> Prompt 1: List every scripture reference cited in the Verse of the Day devotional, in the order they appear.
> Prompt 2: Reproduce the Verse of the Day devotional word for word, everything from "Hope Is Established" down to "know Him. (3:1)".
> Prompt 3:
For each statement, answer yes or no according to the Verse of the Day devotional, quoting the words that decide it:
(a) The term potapēn occurs only seven times in the New Testament.
(b) The word idete is described as purely a command.
(c) Hiebert's The Epistles of John was published by Bob Jones University Press in 1991.

> Source passage:
- - - -

December 16, 2018 Afternoon Verse Of The Day

Hope Is Established by Love

See how great a love the Father has bestowed on us, that we would be called children of God; and such we are. For this reason the world does not know us, because it did not know Him. (3:1)

John was overcome with wonder by the fact that sinners by divine grace became God’s children. The opening phrase of this verse, see how great a love, reflects the apostle’s amazement. The word translated see (idete) is both a command and an exclamation that exhorts readers to give close attention to the rest of the statement. How great (potapēn) is a seldom-used term that has no precise parallel in English. Concerning this word, D. Edmond Hiebert wrote,

The adjective rendered “what manner” [“how great”] (potapēn) occurs only seven times in the New Testament and implies a reaction of astonishment, and usually of admiration, upon viewing some person or thing. The expression conveys both a qualitative and quantitative force, “what glorious, measureless love!” (The Epistles of John [Greenville, S.C.: Bob Jones University Press, 1991], 133; cf. Matt. 8:27; 2 Peter 3:11)

- - - -

> Records supplied:
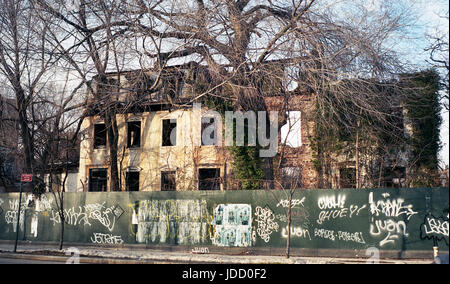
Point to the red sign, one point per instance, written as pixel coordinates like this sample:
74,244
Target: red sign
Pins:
26,178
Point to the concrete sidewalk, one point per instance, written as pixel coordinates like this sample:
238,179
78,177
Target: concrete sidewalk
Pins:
132,255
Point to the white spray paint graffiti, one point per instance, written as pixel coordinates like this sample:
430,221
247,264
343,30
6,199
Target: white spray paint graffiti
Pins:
333,207
83,215
296,232
232,223
180,221
100,238
294,202
11,214
436,229
387,225
265,220
390,208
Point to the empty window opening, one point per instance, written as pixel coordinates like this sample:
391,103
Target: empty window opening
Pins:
169,132
98,178
132,181
134,134
99,135
291,177
291,131
347,178
209,179
394,177
209,131
168,181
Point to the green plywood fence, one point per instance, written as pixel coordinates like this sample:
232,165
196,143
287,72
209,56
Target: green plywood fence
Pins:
389,219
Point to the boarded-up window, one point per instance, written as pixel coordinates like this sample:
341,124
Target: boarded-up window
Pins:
169,132
209,179
99,135
98,178
132,181
291,131
134,134
347,178
168,181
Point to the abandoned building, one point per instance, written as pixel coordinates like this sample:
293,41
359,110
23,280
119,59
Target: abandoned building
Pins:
160,146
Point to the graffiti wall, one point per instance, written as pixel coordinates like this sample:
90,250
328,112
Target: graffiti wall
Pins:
388,219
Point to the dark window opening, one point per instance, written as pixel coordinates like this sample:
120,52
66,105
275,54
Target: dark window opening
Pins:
209,131
134,134
168,181
347,178
291,177
209,179
394,177
132,181
169,132
98,179
99,135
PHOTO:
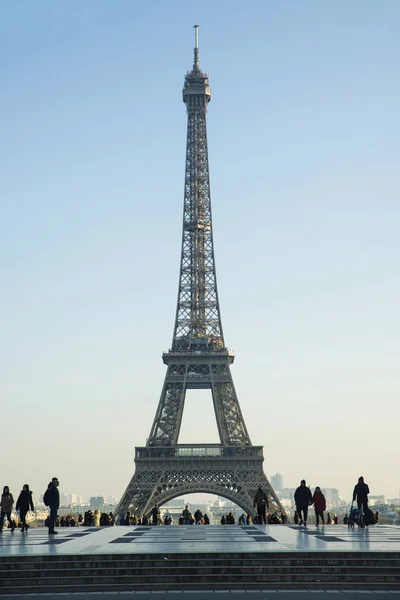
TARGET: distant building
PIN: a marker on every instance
(96, 501)
(277, 481)
(331, 496)
(286, 493)
(376, 500)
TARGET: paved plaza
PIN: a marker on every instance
(191, 538)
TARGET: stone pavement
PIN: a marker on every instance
(191, 538)
(220, 595)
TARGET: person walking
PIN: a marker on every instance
(198, 515)
(51, 499)
(6, 504)
(302, 499)
(261, 502)
(319, 502)
(186, 515)
(360, 493)
(24, 503)
(155, 513)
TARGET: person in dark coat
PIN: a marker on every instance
(24, 503)
(6, 504)
(319, 505)
(302, 499)
(186, 515)
(53, 502)
(261, 501)
(360, 493)
(155, 513)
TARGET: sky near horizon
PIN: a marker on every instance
(303, 133)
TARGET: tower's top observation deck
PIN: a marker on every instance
(196, 82)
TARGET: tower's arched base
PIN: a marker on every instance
(163, 473)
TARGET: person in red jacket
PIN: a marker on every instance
(319, 505)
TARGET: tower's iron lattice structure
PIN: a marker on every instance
(198, 358)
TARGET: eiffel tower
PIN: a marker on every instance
(198, 358)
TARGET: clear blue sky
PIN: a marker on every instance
(304, 149)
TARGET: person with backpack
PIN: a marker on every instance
(24, 503)
(319, 502)
(51, 499)
(360, 493)
(6, 504)
(261, 502)
(302, 499)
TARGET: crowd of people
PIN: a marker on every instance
(303, 498)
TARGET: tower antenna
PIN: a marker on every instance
(196, 63)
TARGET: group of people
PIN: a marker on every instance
(304, 498)
(24, 503)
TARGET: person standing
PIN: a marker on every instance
(24, 503)
(198, 515)
(186, 515)
(155, 513)
(360, 493)
(51, 499)
(319, 502)
(302, 498)
(6, 504)
(261, 502)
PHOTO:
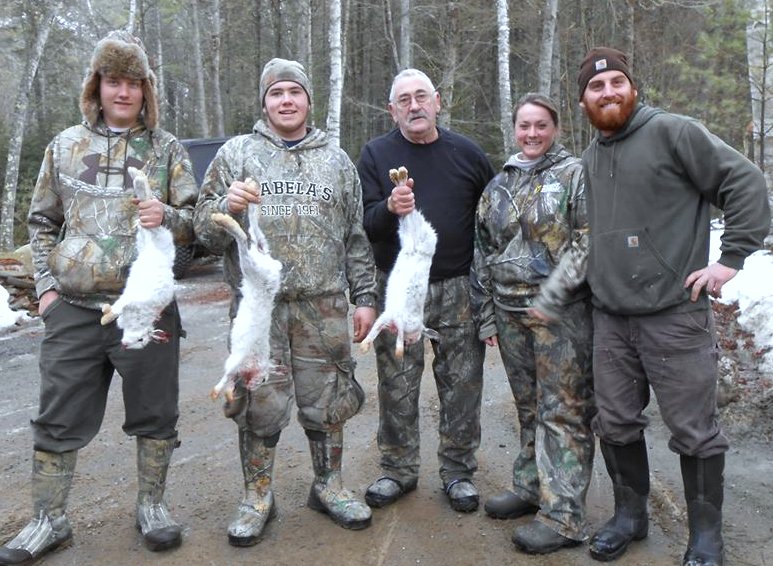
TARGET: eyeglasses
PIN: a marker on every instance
(421, 97)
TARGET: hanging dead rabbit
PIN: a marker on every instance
(407, 284)
(250, 353)
(150, 285)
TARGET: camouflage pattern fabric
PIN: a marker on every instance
(310, 346)
(549, 368)
(458, 371)
(310, 212)
(527, 221)
(82, 221)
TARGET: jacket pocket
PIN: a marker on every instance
(628, 275)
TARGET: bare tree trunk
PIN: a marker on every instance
(545, 67)
(336, 73)
(160, 71)
(503, 67)
(627, 31)
(390, 33)
(217, 95)
(42, 15)
(307, 52)
(451, 59)
(406, 35)
(198, 68)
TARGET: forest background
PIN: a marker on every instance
(688, 56)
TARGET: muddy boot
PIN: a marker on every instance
(51, 480)
(327, 493)
(704, 493)
(154, 521)
(629, 470)
(509, 505)
(257, 508)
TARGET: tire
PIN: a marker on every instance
(183, 257)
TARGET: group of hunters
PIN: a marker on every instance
(590, 275)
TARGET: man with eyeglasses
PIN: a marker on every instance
(448, 174)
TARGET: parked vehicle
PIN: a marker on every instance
(201, 151)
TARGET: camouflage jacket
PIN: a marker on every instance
(310, 212)
(82, 221)
(528, 220)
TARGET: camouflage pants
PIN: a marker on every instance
(458, 370)
(549, 370)
(310, 347)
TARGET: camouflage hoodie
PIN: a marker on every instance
(528, 218)
(82, 221)
(310, 212)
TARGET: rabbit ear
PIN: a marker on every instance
(108, 315)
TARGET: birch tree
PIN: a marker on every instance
(503, 69)
(450, 62)
(406, 35)
(215, 42)
(336, 73)
(41, 16)
(198, 69)
(545, 67)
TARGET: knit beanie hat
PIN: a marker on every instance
(119, 54)
(599, 60)
(278, 70)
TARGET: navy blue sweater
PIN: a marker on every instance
(449, 176)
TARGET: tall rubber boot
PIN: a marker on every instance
(327, 493)
(628, 468)
(51, 481)
(704, 494)
(257, 508)
(159, 530)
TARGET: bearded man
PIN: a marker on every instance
(652, 178)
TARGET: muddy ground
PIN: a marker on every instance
(205, 480)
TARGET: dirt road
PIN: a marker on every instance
(205, 479)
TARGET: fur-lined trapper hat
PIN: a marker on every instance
(120, 54)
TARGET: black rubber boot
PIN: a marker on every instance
(327, 494)
(49, 528)
(704, 494)
(159, 530)
(629, 469)
(257, 507)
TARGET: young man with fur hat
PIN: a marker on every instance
(652, 178)
(311, 213)
(82, 223)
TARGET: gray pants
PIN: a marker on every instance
(77, 359)
(675, 354)
(458, 370)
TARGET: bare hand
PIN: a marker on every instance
(45, 301)
(240, 194)
(150, 212)
(401, 201)
(363, 320)
(712, 278)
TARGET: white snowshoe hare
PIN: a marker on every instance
(407, 285)
(250, 352)
(150, 285)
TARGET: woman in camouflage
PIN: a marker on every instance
(531, 216)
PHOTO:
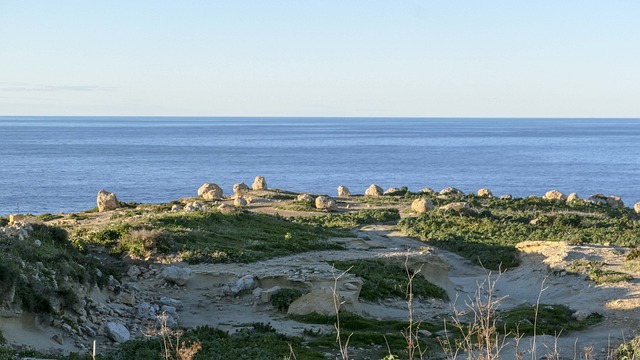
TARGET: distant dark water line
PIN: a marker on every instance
(52, 164)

- - - -

> Reply 1:
3:1
Matt. 8:27
2 Peter 3:11

> Reply 2:
Hope Is Established by Love

See how great a love the Father has bestowed on us, that we would be called children of God; and such we are. For this reason the world does not know us, because it did not know Him. (3:1)

> Reply 3:
(a) Yes: "occurs only seven times in the New Testament"
(b) No: "is both a command and an exclamation"
(c) Yes: "Bob Jones University Press, 1991"